(Region annotation entries)
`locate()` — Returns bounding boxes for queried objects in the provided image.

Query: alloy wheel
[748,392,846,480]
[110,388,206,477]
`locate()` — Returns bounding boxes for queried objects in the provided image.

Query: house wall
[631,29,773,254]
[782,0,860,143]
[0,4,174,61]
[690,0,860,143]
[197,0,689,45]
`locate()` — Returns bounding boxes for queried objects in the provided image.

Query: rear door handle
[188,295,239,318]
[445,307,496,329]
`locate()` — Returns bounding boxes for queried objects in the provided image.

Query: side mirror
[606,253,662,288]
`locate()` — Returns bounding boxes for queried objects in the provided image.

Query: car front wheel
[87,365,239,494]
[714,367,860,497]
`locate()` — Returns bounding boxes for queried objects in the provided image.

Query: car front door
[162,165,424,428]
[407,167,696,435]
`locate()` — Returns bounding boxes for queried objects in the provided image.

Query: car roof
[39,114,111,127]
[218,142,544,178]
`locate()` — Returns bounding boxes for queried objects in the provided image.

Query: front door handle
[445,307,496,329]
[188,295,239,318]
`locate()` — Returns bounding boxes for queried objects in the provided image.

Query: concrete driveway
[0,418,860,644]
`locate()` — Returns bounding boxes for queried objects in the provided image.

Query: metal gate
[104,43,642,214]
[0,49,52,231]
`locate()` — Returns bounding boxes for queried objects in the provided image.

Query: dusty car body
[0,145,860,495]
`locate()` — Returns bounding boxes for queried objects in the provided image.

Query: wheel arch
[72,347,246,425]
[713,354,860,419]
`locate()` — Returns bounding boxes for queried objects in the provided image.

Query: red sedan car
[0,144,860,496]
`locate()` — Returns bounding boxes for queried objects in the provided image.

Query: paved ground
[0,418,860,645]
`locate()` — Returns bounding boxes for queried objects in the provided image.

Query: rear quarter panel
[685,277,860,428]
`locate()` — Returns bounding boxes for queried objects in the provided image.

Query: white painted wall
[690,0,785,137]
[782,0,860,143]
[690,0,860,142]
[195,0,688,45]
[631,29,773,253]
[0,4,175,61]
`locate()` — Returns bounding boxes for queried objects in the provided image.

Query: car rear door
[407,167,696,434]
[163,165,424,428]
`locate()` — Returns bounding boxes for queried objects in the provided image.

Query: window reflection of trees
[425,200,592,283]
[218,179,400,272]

* Written problem *
Count how many lines of the material contain the string "wall" and reply with the number alone.

* Result of the task *
2